## Your assignment:
Pick up the opinion piece on Scott Adams and Dilbert below and carry it on from its final sentence.

## Passage for review:
Dilbert creator Scott Adams broke the rule no one ever should: Don’t be racist | Opinion
As a fellow cartoonist, I’ve watched Scott Adams and the Dilbert comic strip for years. At his best, Adams hit the tech boom zeitgeist perfectly and was a brilliant writer who channeled his characters through his own life experiences.
He’s also walked the tightrope of extreme views, often stepping on his own tie by gushing over Donald Trump, mocking the pandemic and vaccines, and generally being transphobic and anti-gay. He’s espoused extreme views in his strip and his life. Then on a recent podcast, Adams said that Black people were a “hate group,” and that whites should “stay the hell away from them.”
The guy is as clueless as Dilbert.
As a cartoonist myself, I know how hard it is to do the job on a daily basis. I also drew a comic strip called Mixed Media, which launched around the same time as Dilbert. I understand the high pressure to create the ideas, do the drawings and not fall behind on deadlines.
What cartoonists think is amusing and clever may not be to a newspaper audience — and I have the letters from readers to prove it.
But here’s an easy rule we can all follow: Don’t be a racist.
When Jesse Jackson was running for president in 1984, the virtually all-white male editorial cartooning community seemed puzzled by how to portray him. I recall I did a cartoon about Jackson that some called racist. I didn’t think so, but I was also open to the conversation. I also knew I wasn’t Black.

## Data for review:
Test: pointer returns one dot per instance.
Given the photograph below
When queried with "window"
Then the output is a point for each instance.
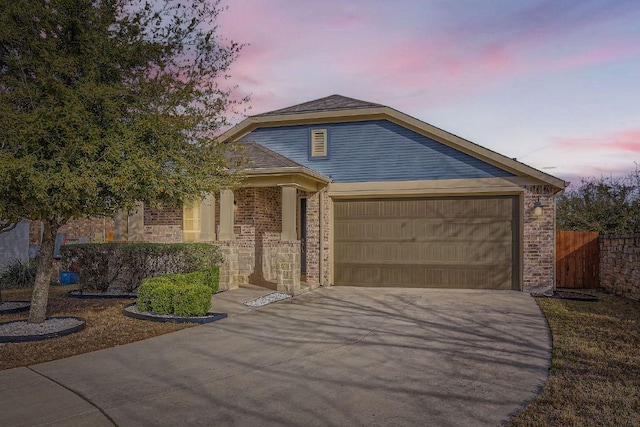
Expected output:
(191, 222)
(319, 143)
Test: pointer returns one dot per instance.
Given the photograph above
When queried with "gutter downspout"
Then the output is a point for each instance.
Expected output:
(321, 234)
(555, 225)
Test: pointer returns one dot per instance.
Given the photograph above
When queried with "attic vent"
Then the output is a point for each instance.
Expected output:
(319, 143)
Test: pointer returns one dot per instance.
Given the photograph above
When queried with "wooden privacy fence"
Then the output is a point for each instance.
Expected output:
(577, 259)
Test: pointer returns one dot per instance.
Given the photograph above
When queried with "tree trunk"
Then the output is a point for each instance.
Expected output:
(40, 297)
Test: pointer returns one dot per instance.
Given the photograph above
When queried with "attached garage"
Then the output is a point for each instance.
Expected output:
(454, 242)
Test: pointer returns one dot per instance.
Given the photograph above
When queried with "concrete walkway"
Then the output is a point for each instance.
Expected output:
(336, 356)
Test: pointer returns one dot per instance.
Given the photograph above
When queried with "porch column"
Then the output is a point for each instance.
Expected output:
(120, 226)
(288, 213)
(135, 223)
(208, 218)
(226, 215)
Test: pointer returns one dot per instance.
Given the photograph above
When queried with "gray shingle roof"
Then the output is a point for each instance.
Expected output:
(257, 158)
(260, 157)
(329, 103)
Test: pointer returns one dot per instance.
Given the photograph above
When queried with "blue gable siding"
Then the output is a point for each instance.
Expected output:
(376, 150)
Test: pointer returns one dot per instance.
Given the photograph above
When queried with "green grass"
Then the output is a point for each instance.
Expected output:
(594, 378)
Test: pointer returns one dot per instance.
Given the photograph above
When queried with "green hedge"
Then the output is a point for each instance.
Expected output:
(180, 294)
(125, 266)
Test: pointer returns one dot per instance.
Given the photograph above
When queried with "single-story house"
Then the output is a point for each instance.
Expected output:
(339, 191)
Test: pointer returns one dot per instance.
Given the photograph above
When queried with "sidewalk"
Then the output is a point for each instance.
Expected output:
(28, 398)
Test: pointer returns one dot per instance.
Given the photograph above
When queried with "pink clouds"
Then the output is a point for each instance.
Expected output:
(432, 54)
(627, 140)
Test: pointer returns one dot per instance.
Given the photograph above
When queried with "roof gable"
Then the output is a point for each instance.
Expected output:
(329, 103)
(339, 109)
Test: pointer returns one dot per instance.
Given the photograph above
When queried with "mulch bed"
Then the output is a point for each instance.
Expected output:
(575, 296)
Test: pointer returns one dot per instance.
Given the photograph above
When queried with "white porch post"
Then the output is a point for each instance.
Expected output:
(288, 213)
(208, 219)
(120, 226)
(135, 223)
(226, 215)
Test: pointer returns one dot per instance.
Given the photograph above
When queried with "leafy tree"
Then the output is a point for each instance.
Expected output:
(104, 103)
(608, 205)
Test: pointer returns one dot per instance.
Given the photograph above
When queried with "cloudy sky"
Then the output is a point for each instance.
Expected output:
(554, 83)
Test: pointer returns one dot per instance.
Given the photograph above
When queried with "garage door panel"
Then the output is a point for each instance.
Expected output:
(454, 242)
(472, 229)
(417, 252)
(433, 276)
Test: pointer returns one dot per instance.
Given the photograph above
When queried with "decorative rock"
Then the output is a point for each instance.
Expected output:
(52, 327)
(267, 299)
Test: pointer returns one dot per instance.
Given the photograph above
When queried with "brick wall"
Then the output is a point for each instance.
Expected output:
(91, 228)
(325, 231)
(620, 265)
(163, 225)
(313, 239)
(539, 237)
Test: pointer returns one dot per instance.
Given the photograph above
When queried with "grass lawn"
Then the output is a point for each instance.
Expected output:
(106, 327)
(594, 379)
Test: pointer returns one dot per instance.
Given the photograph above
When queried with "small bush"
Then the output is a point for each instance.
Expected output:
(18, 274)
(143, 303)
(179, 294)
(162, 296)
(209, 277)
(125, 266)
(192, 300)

--

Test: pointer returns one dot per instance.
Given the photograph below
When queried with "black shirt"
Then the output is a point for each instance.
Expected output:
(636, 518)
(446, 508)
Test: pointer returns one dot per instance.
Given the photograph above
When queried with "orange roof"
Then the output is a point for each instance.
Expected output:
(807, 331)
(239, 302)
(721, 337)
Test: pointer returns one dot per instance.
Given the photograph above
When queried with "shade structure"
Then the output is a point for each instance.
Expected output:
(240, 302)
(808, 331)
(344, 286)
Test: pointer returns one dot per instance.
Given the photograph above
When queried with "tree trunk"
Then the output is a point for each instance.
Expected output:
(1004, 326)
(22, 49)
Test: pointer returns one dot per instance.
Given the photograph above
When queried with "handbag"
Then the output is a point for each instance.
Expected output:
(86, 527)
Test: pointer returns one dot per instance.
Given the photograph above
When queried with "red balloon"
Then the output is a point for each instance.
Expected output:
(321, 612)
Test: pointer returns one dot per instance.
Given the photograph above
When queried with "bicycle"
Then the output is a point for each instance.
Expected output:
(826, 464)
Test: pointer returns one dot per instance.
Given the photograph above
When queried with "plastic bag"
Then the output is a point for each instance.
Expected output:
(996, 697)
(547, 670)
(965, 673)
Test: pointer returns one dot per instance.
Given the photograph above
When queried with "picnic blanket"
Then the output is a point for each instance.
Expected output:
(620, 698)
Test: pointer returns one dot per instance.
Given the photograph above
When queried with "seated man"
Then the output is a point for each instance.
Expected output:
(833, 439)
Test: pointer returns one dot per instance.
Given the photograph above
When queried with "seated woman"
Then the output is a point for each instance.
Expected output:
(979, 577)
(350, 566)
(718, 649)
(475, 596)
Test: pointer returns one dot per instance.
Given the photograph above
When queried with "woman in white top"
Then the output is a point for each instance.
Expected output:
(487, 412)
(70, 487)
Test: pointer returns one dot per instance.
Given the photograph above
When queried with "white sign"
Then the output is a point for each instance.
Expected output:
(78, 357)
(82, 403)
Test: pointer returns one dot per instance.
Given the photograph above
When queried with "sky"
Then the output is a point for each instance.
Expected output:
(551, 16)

--

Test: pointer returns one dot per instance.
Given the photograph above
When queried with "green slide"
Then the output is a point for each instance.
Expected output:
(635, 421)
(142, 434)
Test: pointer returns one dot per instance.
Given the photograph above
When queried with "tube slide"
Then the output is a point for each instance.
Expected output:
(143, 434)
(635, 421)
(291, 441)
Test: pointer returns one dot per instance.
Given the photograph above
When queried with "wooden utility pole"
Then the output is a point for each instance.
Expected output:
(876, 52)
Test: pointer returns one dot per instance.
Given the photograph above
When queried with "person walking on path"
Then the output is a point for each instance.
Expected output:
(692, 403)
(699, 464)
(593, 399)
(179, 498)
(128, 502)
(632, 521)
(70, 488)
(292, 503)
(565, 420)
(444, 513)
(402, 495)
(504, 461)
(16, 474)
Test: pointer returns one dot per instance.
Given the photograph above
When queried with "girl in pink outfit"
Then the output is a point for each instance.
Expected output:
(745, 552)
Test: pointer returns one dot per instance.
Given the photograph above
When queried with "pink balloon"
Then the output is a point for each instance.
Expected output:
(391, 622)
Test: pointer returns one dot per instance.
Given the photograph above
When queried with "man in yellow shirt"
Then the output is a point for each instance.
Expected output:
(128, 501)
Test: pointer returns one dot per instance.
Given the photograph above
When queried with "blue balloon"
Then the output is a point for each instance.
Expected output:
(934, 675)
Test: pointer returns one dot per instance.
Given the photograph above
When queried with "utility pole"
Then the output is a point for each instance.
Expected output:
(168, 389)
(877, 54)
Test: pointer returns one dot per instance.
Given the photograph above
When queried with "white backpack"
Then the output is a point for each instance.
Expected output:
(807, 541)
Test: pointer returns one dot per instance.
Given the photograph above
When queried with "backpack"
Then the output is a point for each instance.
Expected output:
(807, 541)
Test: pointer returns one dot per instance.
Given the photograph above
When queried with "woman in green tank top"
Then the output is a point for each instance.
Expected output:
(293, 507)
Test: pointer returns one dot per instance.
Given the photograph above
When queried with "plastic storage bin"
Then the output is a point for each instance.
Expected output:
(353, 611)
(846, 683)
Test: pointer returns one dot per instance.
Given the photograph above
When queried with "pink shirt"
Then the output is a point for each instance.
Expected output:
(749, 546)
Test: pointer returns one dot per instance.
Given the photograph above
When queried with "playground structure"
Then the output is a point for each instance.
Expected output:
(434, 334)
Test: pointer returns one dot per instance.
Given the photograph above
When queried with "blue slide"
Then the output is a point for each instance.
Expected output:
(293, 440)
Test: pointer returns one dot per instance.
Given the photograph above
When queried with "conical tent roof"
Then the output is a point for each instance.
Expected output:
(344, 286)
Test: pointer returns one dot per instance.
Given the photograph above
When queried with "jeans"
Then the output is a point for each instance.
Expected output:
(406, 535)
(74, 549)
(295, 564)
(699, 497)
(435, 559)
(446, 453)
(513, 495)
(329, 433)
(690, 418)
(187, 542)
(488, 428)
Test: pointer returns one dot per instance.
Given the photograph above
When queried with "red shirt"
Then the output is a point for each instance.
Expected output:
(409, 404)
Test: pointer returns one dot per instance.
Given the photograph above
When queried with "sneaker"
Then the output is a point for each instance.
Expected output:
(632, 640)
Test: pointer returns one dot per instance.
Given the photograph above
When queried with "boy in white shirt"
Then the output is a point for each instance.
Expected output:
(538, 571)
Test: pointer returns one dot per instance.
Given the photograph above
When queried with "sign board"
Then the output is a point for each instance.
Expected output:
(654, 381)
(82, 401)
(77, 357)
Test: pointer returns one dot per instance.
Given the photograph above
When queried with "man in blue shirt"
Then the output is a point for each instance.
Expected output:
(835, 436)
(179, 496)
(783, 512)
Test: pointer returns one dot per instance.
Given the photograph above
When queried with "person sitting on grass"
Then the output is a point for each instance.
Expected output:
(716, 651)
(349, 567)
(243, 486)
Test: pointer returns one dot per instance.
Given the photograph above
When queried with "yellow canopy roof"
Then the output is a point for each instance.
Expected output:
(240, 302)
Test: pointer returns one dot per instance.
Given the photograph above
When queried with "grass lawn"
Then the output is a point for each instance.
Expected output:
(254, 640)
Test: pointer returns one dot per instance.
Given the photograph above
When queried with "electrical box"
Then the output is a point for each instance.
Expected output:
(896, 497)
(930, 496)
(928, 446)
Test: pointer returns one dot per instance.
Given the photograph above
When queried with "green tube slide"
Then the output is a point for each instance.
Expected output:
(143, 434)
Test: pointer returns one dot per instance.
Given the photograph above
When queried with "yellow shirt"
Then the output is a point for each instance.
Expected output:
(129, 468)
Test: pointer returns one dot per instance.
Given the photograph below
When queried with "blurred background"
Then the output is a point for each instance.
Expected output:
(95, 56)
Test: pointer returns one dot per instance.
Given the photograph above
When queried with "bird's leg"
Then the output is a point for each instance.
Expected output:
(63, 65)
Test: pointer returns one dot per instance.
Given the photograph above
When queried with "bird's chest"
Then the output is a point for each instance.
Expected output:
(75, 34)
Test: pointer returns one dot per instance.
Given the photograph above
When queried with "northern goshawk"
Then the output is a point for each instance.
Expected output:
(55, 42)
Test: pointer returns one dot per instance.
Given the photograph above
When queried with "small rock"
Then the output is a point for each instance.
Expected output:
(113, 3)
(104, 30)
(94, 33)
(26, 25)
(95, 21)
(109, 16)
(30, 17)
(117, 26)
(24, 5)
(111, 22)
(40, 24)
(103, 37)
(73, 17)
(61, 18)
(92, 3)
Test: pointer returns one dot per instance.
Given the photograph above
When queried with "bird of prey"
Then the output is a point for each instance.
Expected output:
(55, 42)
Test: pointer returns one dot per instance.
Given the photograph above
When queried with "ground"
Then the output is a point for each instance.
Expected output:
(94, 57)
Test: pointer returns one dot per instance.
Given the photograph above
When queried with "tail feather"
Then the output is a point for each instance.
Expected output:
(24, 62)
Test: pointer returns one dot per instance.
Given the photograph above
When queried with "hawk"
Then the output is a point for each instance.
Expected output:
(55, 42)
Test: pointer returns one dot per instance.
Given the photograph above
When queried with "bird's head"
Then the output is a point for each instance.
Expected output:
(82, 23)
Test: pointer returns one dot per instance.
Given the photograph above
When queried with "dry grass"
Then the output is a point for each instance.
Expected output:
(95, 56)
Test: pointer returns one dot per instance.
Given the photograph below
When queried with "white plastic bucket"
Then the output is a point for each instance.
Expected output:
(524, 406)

## Answer section:
The best conversation I had about the cartoon was with the Rev. Jesse Jackson, in person, when he visited my newsroom while I worked in Portland. He was gracious. He didn’t say I had to agree with him, told me what he thought, we had a great conversation and I was neither offended nor dismissive.
In Scott Adams’s case, I doubt he’d be interested in any form or manner of conversation with Jackson, but he should be.
Adams has exited newspaper journalism, which I think is deliberate, to move to a Patreon or Substack subscription system. By doing so, he’ll be able to say all the racist, whackjob stuff he wants. (There’s a market for it, too. Just ask Trump.)
Adams didn’t want to grow beyond his racist attitudes over his career. He wallowed in them and amplified them.
It’s a fitting, but very unfunny punchline to his final strip.
Scott Adams wasn’t canceled. He discovered the free market economy. And the market said racism is wrong.